§ **Objective**:
Continue the forum thread about seeding a new lawn before winter, picking up right after its final line.

§ **Document text**:
◇ ◇ ◇
You might find you really like the PRG blend and won't even need to kill it off and reseed next year!


----------



## krazzz (Sep 20, 2017)

Thank you for the suggestions. I realize that I am behind but I only started this house 3 1/2 months ago so we are racing like crazy. The weather where I live is very unique and breaks the mold for the rest of Michigan. The lake acts like a buffer and tempers the weather we get. My in-laws live 10 miles from me but the temperature can vary by 10 to 15 degrees. They also get twice the snow that we do. I think this will probably buy me a couple extra weeks of growing time. The main reason for the rush is that I don't want my yard to be a huge mud pit during the spring thaw. I wasn't excepting a perfect germination and plan on overseeding in the spring. Is my worst case scenario that the lawn just don't take and I have to reseed in the spring? Or is there some irreparable damage to the lawn that reseeding can't fix? I wish the timing was better but you have to play the cards you are dealt. If I didn't have kids I would probably wait it out until spring but I just don't want all that mud tracked into the new house.


----------



## krazzz (Sep 20, 2017)

Where do you recommend purchasing seed? Best selection, freshest stock?


----------



## Virginiagal (Apr 24, 2017)
◇ ◇ ◇
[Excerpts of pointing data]
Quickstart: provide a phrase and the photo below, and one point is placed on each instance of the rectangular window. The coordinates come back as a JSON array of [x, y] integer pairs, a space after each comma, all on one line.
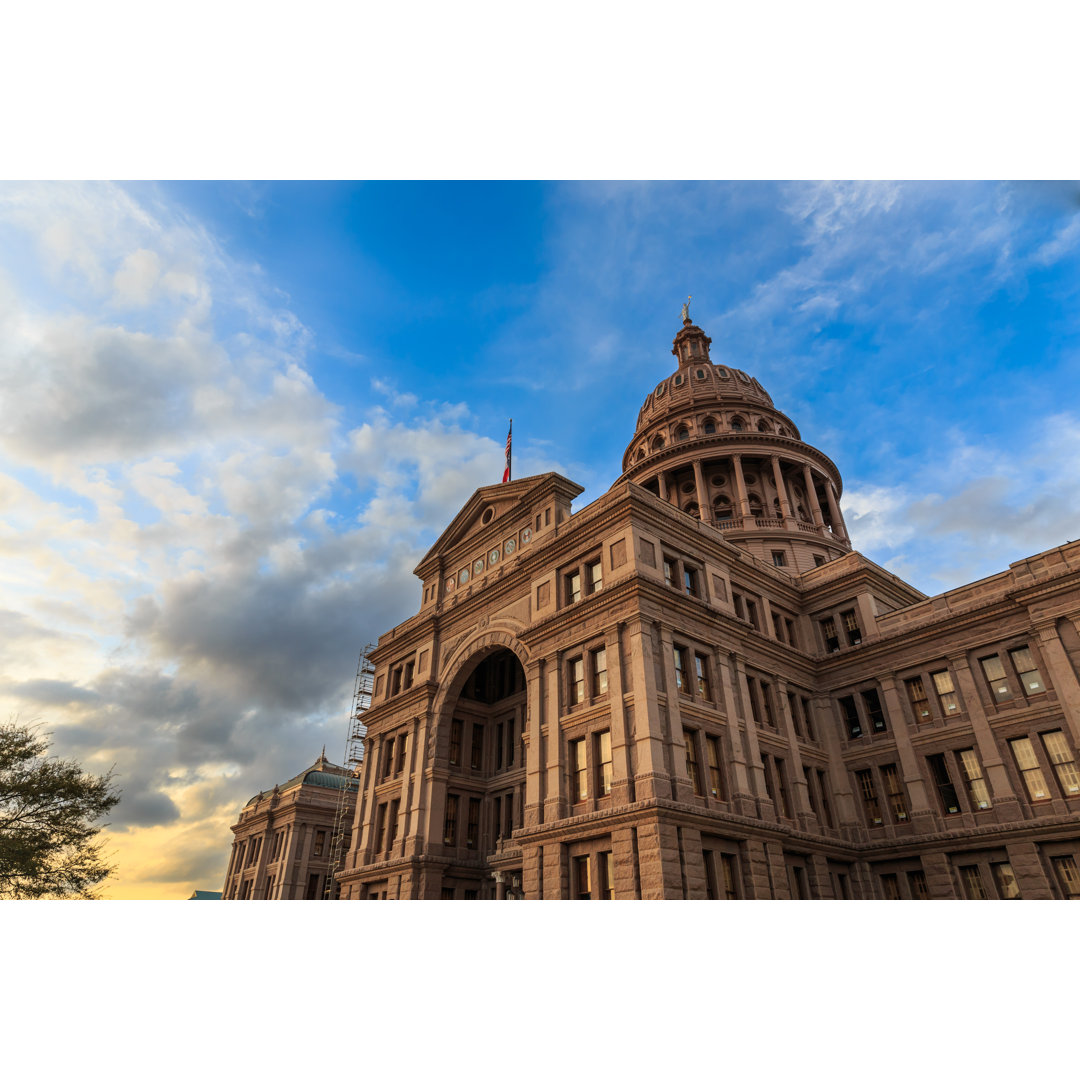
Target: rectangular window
[[1006, 880], [380, 826], [972, 772], [894, 792], [972, 882], [873, 704], [606, 860], [392, 824], [713, 758], [599, 672], [995, 672], [950, 804], [917, 696], [582, 880], [579, 771], [1068, 877], [604, 773], [594, 577], [691, 759], [450, 826], [917, 885], [865, 781], [690, 583], [682, 670], [851, 717], [456, 742], [701, 667], [946, 692], [1029, 769], [1027, 672], [576, 675], [1061, 757], [472, 832]]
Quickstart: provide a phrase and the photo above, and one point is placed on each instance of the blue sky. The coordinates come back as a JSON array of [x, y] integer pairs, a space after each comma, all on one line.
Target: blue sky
[[235, 415]]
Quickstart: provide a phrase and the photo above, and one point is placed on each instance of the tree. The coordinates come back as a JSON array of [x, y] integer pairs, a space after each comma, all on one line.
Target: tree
[[49, 818]]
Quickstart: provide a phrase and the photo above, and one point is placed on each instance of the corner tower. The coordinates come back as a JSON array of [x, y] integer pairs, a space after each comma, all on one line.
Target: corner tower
[[710, 442]]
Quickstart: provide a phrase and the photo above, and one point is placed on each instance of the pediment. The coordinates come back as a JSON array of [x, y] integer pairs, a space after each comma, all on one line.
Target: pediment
[[485, 515]]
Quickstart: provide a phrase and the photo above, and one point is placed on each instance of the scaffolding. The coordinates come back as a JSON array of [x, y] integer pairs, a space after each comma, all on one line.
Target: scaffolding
[[362, 691]]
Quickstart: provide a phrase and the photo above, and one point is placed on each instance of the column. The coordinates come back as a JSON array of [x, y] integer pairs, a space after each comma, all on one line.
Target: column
[[1007, 806], [778, 480], [740, 488], [812, 497], [923, 818], [704, 508]]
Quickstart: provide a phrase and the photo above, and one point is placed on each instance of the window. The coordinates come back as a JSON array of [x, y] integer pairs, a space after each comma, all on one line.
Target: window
[[582, 881], [1030, 680], [950, 804], [450, 826], [604, 773], [894, 792], [995, 673], [1006, 880], [392, 824], [946, 692], [917, 696], [606, 861], [682, 670], [873, 705], [851, 717], [594, 577], [472, 831], [972, 883], [690, 581], [576, 680], [1028, 765], [851, 625], [691, 759], [713, 759], [865, 781], [972, 772], [1061, 757], [701, 667], [1068, 878], [579, 771], [599, 671]]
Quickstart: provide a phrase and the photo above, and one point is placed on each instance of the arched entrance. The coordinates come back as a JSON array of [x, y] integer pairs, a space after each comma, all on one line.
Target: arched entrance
[[482, 755]]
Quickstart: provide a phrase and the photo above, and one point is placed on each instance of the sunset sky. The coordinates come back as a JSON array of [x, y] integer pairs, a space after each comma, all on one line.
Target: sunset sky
[[234, 416]]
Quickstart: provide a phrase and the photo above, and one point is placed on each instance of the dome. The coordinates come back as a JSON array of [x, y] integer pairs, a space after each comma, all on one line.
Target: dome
[[710, 442]]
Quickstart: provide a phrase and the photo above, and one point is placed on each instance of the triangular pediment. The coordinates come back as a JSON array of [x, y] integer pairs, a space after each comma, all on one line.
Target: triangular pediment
[[488, 508]]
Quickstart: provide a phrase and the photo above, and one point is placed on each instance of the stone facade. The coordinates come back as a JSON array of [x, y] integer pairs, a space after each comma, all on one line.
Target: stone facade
[[282, 845], [694, 688]]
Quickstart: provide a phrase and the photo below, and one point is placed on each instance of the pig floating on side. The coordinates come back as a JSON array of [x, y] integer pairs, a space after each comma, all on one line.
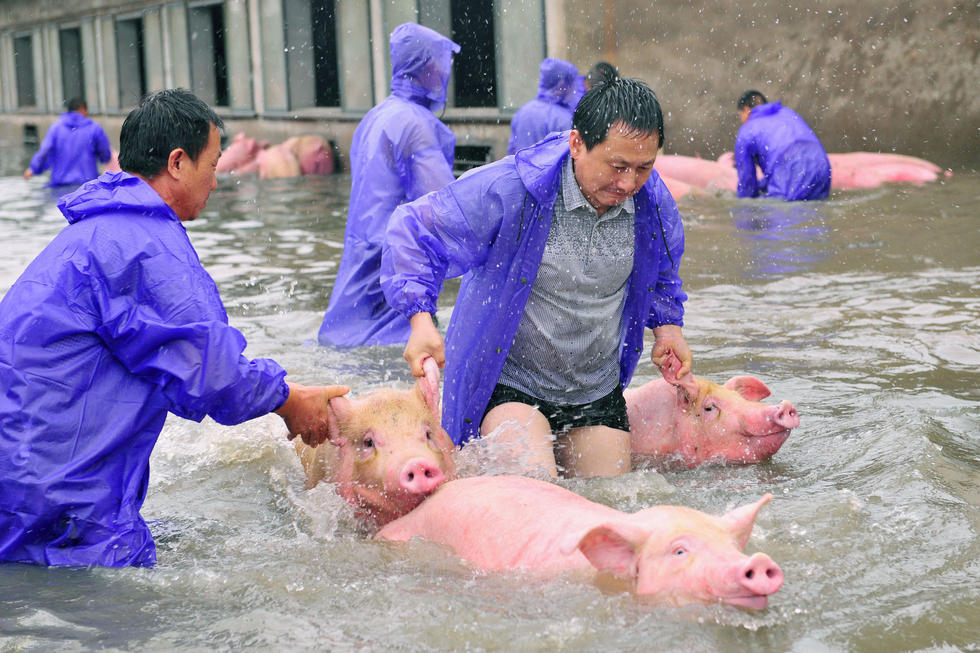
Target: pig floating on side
[[693, 420], [387, 449], [667, 554]]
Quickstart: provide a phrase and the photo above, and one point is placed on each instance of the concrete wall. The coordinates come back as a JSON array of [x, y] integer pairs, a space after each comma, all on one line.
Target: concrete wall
[[874, 75]]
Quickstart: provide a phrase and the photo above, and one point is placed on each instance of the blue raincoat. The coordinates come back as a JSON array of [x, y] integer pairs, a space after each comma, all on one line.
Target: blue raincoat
[[111, 327], [551, 110], [492, 224], [793, 162], [71, 148], [400, 151]]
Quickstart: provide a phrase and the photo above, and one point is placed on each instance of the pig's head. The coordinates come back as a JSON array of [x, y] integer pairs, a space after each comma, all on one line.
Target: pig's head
[[676, 555], [727, 422], [393, 451]]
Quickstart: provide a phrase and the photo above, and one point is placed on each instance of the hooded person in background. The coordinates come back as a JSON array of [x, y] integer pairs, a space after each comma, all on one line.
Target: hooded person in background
[[793, 162], [71, 148], [400, 151], [559, 90], [112, 326]]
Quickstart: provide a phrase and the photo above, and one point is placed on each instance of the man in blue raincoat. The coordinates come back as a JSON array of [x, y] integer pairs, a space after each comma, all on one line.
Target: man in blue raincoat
[[71, 148], [400, 152], [112, 326], [559, 89], [570, 249], [794, 164]]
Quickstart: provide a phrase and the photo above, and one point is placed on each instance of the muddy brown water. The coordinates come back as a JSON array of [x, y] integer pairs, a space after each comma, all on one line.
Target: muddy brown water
[[862, 310]]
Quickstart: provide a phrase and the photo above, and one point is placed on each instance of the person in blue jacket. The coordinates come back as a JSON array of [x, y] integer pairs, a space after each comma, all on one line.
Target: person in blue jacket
[[552, 109], [570, 249], [775, 138], [400, 151], [71, 148], [111, 327]]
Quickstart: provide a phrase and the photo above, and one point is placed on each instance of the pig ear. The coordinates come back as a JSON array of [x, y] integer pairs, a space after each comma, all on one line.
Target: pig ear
[[428, 386], [749, 387], [611, 547], [740, 521], [339, 410]]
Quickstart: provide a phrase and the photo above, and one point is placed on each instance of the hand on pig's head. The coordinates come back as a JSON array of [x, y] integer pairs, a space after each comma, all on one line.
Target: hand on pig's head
[[676, 555]]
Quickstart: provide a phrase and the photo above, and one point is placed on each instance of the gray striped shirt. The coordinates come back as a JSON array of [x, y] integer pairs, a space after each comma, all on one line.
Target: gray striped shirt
[[566, 350]]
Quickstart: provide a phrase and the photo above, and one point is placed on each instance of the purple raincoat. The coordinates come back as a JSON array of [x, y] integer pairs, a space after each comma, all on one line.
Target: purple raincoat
[[551, 110], [793, 162], [114, 324], [492, 224], [71, 148], [400, 151]]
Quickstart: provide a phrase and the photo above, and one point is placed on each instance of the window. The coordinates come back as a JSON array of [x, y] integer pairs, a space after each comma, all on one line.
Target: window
[[209, 65], [129, 58], [24, 64], [474, 68], [325, 73], [72, 73], [311, 53]]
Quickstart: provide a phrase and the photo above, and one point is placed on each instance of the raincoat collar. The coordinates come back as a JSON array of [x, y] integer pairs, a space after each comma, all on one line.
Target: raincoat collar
[[114, 191], [766, 109], [421, 62], [540, 166]]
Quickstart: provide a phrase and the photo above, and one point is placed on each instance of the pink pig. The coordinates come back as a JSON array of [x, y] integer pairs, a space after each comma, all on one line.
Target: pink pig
[[667, 554], [389, 449], [693, 420]]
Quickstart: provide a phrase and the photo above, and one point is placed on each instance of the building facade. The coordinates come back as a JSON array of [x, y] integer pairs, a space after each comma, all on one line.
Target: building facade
[[272, 68]]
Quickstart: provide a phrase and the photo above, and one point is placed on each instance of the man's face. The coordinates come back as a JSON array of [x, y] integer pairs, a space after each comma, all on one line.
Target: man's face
[[197, 178], [614, 169]]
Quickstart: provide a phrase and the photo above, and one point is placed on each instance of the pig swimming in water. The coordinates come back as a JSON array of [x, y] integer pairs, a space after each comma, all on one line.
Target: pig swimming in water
[[692, 420], [667, 554], [389, 449]]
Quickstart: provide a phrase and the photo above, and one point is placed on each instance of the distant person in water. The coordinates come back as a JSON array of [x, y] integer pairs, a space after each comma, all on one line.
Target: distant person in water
[[776, 139], [600, 73], [559, 90], [400, 151], [71, 148]]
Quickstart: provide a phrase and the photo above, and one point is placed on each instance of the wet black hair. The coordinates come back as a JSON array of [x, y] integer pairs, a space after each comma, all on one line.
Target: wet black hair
[[164, 121], [751, 99], [624, 100], [601, 73]]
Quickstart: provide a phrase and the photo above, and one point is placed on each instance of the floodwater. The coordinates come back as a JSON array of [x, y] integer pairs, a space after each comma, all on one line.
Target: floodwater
[[862, 310]]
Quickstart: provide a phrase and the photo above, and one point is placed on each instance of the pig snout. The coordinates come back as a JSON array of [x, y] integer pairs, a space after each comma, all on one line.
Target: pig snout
[[760, 576], [786, 415], [420, 476]]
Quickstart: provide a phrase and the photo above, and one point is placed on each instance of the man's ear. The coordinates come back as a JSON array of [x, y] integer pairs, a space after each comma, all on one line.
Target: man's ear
[[178, 158], [576, 146]]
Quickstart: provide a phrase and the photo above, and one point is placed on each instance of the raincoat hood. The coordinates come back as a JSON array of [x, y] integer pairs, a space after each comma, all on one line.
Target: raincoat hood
[[421, 62], [113, 191], [559, 83]]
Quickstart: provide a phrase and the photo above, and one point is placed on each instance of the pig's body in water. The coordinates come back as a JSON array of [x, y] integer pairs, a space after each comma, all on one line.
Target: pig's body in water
[[860, 310]]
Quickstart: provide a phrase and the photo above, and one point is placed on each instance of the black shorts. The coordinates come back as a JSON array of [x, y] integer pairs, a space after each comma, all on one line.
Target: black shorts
[[607, 411]]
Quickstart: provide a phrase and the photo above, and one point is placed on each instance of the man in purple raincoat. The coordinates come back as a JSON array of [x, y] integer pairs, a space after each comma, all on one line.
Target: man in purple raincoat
[[112, 326], [400, 152], [793, 162], [71, 148], [570, 249], [551, 110]]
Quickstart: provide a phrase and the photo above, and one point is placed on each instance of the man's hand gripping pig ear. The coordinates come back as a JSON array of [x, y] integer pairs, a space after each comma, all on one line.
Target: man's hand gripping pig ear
[[671, 350], [307, 411]]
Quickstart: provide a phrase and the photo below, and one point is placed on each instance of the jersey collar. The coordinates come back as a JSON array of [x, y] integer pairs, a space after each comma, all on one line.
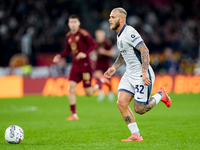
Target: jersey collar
[[122, 29]]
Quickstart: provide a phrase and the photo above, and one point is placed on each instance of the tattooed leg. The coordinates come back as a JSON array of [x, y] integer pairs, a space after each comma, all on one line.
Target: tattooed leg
[[143, 108]]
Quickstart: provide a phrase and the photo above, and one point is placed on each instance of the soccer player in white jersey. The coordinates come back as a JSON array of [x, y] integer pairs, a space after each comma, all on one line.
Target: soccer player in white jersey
[[137, 81]]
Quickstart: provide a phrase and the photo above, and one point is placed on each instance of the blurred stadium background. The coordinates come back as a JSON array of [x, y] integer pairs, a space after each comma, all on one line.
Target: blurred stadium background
[[33, 31]]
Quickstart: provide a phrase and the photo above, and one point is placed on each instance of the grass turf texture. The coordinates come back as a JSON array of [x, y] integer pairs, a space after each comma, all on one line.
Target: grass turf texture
[[100, 125]]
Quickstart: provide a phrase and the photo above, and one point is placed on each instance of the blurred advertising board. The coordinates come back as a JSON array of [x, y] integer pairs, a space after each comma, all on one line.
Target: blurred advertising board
[[18, 86]]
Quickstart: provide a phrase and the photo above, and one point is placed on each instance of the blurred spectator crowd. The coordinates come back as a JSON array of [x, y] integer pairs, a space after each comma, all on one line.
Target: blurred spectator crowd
[[170, 28]]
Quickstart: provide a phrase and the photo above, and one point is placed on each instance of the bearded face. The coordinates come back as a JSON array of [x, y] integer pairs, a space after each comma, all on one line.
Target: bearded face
[[115, 25]]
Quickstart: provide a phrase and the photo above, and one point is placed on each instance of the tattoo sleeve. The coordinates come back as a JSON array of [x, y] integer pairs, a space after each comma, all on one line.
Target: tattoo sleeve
[[119, 61], [144, 56]]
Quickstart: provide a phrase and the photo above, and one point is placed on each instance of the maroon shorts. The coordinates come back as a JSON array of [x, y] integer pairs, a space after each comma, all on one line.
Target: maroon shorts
[[85, 76]]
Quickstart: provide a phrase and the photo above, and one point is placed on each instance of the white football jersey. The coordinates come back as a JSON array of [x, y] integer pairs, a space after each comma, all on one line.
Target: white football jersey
[[127, 41]]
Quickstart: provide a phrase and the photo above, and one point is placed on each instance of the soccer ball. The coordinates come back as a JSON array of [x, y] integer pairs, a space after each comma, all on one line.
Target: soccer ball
[[14, 134]]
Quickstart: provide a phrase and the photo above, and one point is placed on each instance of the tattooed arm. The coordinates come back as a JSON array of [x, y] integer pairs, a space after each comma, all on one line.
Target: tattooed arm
[[145, 63], [119, 61]]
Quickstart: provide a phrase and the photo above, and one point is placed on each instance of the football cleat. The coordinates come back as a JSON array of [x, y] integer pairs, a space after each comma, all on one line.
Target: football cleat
[[133, 137], [72, 117], [105, 80], [165, 99]]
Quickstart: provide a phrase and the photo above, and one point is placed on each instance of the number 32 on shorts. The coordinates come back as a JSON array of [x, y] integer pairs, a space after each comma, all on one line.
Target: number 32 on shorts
[[139, 89]]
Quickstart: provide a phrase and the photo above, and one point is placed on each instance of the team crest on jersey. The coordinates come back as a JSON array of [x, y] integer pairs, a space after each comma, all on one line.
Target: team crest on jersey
[[69, 40], [132, 35], [77, 38]]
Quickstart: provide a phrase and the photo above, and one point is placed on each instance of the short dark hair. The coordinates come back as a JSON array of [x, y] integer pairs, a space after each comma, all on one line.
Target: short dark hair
[[74, 16]]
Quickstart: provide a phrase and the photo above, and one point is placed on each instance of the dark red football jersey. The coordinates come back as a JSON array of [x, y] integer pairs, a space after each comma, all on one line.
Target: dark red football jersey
[[103, 62], [81, 41]]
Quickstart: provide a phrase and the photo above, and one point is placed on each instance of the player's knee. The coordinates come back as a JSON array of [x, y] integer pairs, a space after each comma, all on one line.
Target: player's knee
[[121, 103], [72, 90], [138, 110], [88, 93]]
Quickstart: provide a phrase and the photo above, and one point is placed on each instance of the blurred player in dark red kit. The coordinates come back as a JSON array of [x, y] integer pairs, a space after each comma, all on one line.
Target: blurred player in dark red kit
[[104, 53], [80, 43]]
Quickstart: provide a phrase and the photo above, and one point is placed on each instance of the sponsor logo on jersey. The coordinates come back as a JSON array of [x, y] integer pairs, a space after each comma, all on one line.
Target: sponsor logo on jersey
[[124, 51]]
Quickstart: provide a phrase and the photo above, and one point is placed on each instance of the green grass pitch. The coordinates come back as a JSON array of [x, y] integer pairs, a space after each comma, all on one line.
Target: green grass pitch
[[100, 126]]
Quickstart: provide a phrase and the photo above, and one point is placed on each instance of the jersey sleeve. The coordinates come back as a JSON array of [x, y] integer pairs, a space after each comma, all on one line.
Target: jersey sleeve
[[133, 37], [89, 40]]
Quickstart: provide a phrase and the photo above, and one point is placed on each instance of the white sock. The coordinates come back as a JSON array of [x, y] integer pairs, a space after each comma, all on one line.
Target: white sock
[[133, 127], [157, 97]]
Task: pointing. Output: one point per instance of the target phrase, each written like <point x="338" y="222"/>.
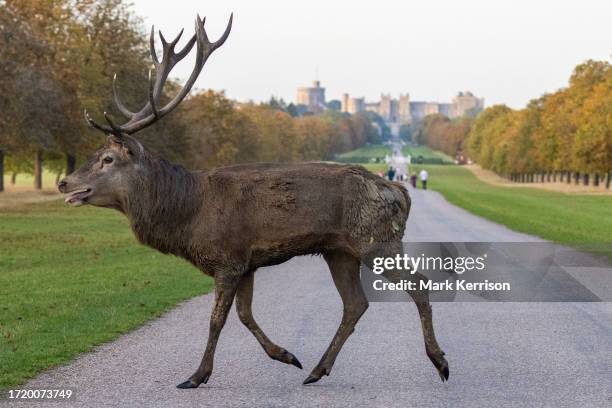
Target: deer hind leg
<point x="244" y="299"/>
<point x="225" y="289"/>
<point x="345" y="273"/>
<point x="435" y="354"/>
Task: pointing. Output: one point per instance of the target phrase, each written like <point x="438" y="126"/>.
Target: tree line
<point x="565" y="136"/>
<point x="58" y="57"/>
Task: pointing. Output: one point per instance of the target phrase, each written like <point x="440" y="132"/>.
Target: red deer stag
<point x="230" y="221"/>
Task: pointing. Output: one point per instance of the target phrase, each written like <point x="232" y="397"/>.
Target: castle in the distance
<point x="395" y="112"/>
<point x="404" y="111"/>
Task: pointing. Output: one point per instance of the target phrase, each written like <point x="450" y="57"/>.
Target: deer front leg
<point x="345" y="272"/>
<point x="224" y="296"/>
<point x="435" y="354"/>
<point x="244" y="300"/>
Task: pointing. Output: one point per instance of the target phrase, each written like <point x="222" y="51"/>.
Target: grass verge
<point x="565" y="218"/>
<point x="71" y="279"/>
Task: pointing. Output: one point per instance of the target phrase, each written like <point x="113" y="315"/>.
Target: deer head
<point x="105" y="179"/>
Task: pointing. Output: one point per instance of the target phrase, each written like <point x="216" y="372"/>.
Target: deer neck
<point x="161" y="205"/>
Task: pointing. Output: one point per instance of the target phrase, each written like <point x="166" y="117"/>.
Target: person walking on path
<point x="413" y="179"/>
<point x="391" y="173"/>
<point x="423" y="176"/>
◇ ◇ ◇
§ **Output of the task**:
Seed Superstore has the KBG cultivars Ken mentioned and it has 1-2 day delivery to Michigan. Its prices are higher than other suppliers. You can put in your zip code and whether sunny or shady and the website will recommend mixtures. You can also customize your own mix. Hogan Seed has good selections. No website but call and talk to them. They will recommend mixtures. I don't know how quickly they can ship. You could ask if it can be expedited.


----------



## HomerGuy (Jun 5, 2017)

I'm also in Michigan, and purchased my KBG seed from Seed Superstore.

They are expensive on a per pound basis when buying small quantities, but actually found them to be competitive when purchasing 25 pounds or more of a variety. Plus they had everything in stock. I'm on the east side of the state, and my 125 lb shipment was delivered the next day! I called a few other places, and they did not have the stock available in what I wanted.

I just put down my 100% KBG mix last weekend. With it being so late in the season, I'm on pins and needles waiting for it to come up and will be fretting about it all winter.


----------



## krazzz (Sep 20, 2017)

HomerGuy said:


> I'm also in Michigan, and purchased my KBG seed from Seed Superstore.


Where in MI are you located?


----------



## HomerGuy (Jun 5, 2017)

krazzz said:


> HomerGuy said:
> 
> 
> > I'm also in Michigan, and purchased my KBG seed from Seed Superstore.
> ...


I'm near Howell.


----------



## vnephologist (Aug 4, 2017)

Preffered Seed should also be a quick ship for you.


----------



## fusebox7 (Jul 27, 2017)

According to the extended forecast (take that with a grain of salt, obviously) we're looking at first frost being pushed out a month (to the first week of November). If the lucky stars align and you're able to get seed down this weekend, I'd say go for it and that you might have a high probability of a Kentucky Bluegrass lawn making it through the winter and taking off in spring. If it were me and I didn't feel like I was rushing or skipping steps, I'd go for it. If you fail (or the forecast fails), there's always next year


----------



## krazzz (Sep 20, 2017)

I am going for it! I ordered from Seed Superstore and he said I will have it by Sat. Hope to have the seed down Sun or Mon. I'll report back with my success/failure. Fingers crossed that we have a fall like last year.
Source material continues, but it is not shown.